### WHAT YOU NEED TO DO
Write out all of the data below, line for line, without changing a single character.

### RECORDS SUPPLIED
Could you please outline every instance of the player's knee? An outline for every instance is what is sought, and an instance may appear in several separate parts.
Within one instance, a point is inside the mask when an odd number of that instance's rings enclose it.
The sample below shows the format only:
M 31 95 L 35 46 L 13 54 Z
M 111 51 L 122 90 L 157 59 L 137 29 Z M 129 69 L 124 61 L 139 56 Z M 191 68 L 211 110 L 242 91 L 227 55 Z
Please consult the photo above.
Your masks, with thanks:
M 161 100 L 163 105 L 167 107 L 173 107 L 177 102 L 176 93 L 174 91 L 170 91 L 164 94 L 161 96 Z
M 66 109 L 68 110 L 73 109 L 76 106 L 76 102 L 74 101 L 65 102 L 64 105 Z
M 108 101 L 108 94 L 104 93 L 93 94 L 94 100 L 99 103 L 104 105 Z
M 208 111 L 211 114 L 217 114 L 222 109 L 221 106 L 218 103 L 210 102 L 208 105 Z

### TASK ANSWER
Could you please outline every instance of the player's knee? An outline for every instance is what is sought, and an instance may appear in several separate parts.
Within one instance, a point is inside the mask when an odd number of that instance's rings enclose it.
The sample below shows the format only:
M 31 95 L 35 46 L 13 54 Z
M 111 51 L 122 90 L 157 59 L 137 29 Z M 129 69 L 124 61 L 139 56 Z M 191 68 L 211 110 L 242 91 L 227 55 Z
Please consult the photo above.
Your masks, with thanks:
M 161 100 L 163 105 L 167 107 L 173 107 L 177 102 L 176 93 L 174 91 L 170 91 L 164 94 L 161 96 Z
M 66 109 L 68 110 L 73 109 L 76 106 L 76 102 L 74 101 L 65 102 L 64 105 Z
M 108 101 L 108 94 L 104 93 L 93 94 L 94 100 L 99 103 L 104 105 Z
M 208 111 L 211 114 L 217 114 L 222 109 L 221 106 L 218 103 L 210 102 L 208 105 Z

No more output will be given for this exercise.